** Data provided follows **

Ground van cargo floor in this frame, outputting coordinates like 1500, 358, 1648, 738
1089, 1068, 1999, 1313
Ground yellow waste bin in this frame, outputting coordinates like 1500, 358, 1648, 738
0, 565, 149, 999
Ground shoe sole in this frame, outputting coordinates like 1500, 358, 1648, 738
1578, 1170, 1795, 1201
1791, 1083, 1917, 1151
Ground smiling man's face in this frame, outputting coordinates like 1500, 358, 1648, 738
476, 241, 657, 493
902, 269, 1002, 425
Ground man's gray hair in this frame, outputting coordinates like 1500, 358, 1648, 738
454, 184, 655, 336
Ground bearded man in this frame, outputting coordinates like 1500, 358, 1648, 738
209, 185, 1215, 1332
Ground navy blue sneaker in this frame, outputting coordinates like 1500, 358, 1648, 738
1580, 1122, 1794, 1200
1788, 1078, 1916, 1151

** End of Data provided **

**Work instructions:** Your answer should hold the line with "Ground bearded man" and each line after it to the end of the data, retyped exactly. Include no other lines.

**Completed task:**
Ground bearded man in this frame, outputting coordinates like 1500, 358, 1648, 738
209, 185, 1215, 1332
Ground navy blue sneaker in this frame, outputting coordinates like 1500, 358, 1648, 738
1580, 1122, 1794, 1200
1788, 1078, 1916, 1151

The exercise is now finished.